> _Objective_: Render the lines below as a Markdown table with the columns "Row" and "Line text", numbering each row and leaving out blank lines. Include only the lines from the one containing "Target = shoreline" through the end of the lines.

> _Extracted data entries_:
(begin)

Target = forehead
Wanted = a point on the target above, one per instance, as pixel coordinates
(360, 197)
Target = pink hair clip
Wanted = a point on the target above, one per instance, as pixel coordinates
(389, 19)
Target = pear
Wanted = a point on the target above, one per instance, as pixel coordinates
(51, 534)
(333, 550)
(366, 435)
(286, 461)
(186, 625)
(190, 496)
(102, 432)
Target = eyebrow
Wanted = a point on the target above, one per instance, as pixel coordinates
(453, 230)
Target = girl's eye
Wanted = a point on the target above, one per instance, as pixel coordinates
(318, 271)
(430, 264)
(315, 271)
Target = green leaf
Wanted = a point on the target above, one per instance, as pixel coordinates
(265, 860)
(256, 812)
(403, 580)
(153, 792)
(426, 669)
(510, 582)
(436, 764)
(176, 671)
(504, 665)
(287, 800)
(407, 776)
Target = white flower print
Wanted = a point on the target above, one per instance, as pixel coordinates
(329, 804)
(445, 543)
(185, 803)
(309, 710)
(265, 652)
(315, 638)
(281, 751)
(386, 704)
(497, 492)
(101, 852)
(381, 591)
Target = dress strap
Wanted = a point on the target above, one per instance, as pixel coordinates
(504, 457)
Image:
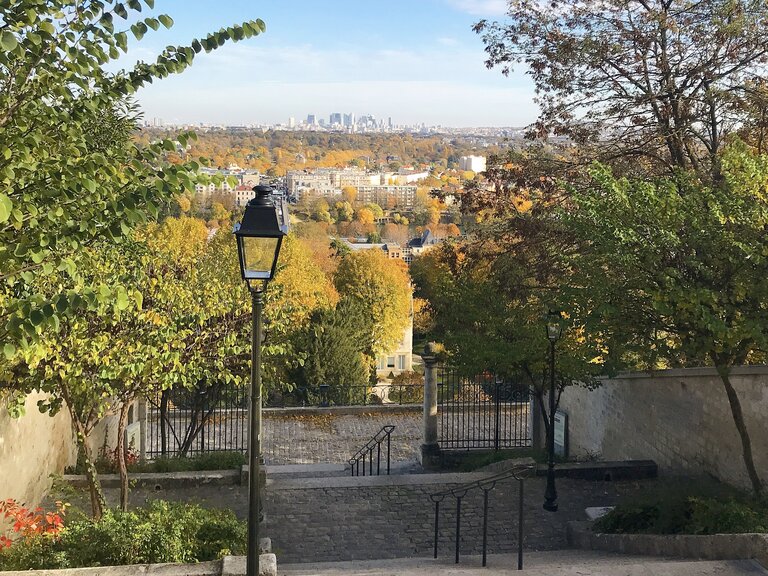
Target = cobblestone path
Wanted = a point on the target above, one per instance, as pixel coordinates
(346, 518)
(332, 523)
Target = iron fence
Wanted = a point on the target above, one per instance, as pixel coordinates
(184, 422)
(366, 395)
(482, 411)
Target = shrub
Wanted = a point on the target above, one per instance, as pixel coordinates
(162, 532)
(691, 508)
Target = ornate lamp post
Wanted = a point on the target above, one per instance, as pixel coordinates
(259, 237)
(554, 330)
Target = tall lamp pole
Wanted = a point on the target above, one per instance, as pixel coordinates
(259, 237)
(554, 330)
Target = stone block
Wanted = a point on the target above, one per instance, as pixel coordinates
(235, 565)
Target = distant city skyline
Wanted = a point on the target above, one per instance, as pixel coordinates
(416, 62)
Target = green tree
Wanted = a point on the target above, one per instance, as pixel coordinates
(680, 268)
(381, 287)
(334, 343)
(487, 307)
(69, 173)
(660, 84)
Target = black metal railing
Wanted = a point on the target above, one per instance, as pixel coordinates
(325, 395)
(482, 411)
(365, 454)
(517, 473)
(196, 420)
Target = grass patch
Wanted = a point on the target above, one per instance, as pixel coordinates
(199, 462)
(161, 532)
(208, 461)
(687, 507)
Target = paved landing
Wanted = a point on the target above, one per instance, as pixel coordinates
(335, 519)
(557, 563)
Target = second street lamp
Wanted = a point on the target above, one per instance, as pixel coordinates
(554, 330)
(259, 237)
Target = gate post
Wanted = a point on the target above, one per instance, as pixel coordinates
(430, 449)
(143, 428)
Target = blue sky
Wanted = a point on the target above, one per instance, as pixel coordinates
(416, 61)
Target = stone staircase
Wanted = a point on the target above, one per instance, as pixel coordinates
(555, 563)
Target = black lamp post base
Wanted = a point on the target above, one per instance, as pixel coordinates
(550, 506)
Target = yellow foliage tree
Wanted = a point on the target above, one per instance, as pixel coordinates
(382, 289)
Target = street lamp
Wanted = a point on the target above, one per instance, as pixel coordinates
(554, 330)
(259, 237)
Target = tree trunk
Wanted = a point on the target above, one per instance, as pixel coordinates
(738, 419)
(163, 423)
(121, 465)
(98, 502)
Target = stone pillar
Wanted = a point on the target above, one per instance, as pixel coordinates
(430, 449)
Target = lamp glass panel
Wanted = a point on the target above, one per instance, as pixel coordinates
(258, 257)
(553, 331)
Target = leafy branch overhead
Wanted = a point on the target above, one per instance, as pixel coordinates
(665, 82)
(70, 173)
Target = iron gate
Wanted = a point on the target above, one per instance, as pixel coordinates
(184, 422)
(482, 411)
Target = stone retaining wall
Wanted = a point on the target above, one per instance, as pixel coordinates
(710, 547)
(31, 448)
(679, 418)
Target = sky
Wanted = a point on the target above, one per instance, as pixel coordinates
(416, 61)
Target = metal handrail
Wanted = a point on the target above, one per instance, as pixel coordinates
(487, 484)
(366, 452)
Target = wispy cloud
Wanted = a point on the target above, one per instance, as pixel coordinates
(487, 8)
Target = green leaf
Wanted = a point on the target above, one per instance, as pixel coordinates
(9, 350)
(8, 41)
(122, 300)
(6, 206)
(36, 317)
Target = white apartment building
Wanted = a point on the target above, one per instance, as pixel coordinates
(474, 163)
(327, 182)
(388, 196)
(243, 194)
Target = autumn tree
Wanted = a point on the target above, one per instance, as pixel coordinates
(69, 174)
(334, 341)
(662, 83)
(681, 268)
(349, 194)
(395, 233)
(381, 287)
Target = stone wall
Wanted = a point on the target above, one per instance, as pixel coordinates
(679, 418)
(31, 448)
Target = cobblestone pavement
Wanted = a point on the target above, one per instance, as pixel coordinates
(333, 519)
(365, 522)
(334, 438)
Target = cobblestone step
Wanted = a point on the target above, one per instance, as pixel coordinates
(289, 471)
(555, 563)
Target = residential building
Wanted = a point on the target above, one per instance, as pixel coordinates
(474, 163)
(388, 197)
(418, 246)
(400, 359)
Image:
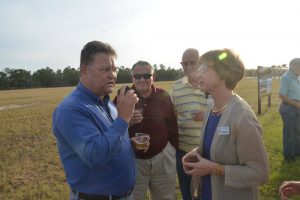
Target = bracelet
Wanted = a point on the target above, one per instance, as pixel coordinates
(218, 170)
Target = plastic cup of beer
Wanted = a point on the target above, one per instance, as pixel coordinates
(142, 140)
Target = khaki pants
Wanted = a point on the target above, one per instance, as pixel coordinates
(158, 174)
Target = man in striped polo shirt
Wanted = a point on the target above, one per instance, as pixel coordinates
(190, 105)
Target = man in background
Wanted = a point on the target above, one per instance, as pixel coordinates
(289, 110)
(91, 133)
(156, 167)
(190, 105)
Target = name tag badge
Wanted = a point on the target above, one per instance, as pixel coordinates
(223, 130)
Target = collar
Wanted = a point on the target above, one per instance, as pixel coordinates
(292, 74)
(185, 81)
(153, 91)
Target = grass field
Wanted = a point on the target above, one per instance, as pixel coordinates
(29, 163)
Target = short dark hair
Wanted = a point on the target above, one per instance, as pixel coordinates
(226, 64)
(294, 63)
(143, 64)
(91, 48)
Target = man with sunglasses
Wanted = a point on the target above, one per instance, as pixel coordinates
(156, 167)
(190, 105)
(91, 133)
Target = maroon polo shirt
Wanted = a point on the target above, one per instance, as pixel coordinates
(159, 122)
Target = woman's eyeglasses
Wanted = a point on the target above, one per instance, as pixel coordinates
(139, 76)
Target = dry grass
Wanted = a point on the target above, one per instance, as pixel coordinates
(29, 163)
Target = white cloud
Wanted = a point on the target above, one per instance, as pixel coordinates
(40, 33)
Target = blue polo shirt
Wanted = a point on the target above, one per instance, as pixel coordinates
(93, 144)
(290, 85)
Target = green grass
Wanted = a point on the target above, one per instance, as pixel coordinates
(29, 163)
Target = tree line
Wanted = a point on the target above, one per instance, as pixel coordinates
(47, 77)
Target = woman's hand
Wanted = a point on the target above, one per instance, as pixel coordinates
(195, 165)
(289, 188)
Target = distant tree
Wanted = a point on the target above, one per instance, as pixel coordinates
(44, 77)
(19, 78)
(70, 76)
(3, 81)
(59, 78)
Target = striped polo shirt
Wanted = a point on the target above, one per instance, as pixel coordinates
(187, 100)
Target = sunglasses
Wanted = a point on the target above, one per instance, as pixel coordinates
(185, 64)
(139, 76)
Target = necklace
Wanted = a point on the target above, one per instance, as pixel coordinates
(215, 112)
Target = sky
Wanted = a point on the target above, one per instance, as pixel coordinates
(35, 34)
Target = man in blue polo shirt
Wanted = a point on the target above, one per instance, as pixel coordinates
(91, 133)
(289, 109)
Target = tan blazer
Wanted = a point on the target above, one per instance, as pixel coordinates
(241, 150)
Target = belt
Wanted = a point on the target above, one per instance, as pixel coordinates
(84, 196)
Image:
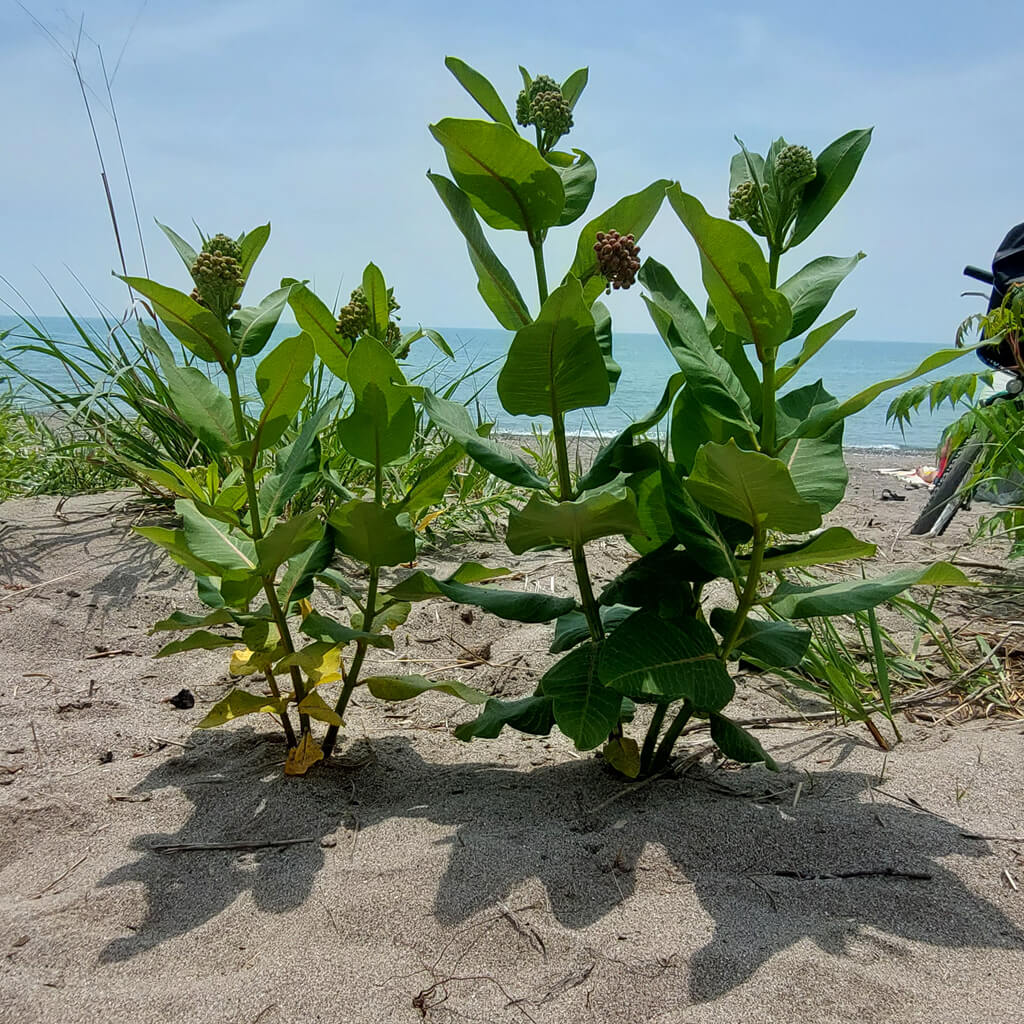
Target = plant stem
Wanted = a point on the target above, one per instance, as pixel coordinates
(286, 722)
(537, 244)
(665, 748)
(650, 740)
(750, 594)
(352, 678)
(256, 529)
(369, 612)
(565, 494)
(768, 369)
(768, 403)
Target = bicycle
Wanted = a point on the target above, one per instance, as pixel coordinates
(1004, 353)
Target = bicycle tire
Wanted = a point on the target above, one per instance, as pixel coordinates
(940, 504)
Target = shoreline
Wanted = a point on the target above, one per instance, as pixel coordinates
(866, 457)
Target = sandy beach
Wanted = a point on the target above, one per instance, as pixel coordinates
(150, 872)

(end)

> _Answer to the exercise_:
| Row | Line text |
|---|---|
| 1 | Target = shoreline |
| 2 | Wanted = a point on the target above, one per instance, as pixel coordinates |
| 3 | (866, 457) |
| 4 | Target = sandy beach |
| 5 | Wanted = a point on the target above, one per instance, as pixel coordinates |
| 6 | (150, 872) |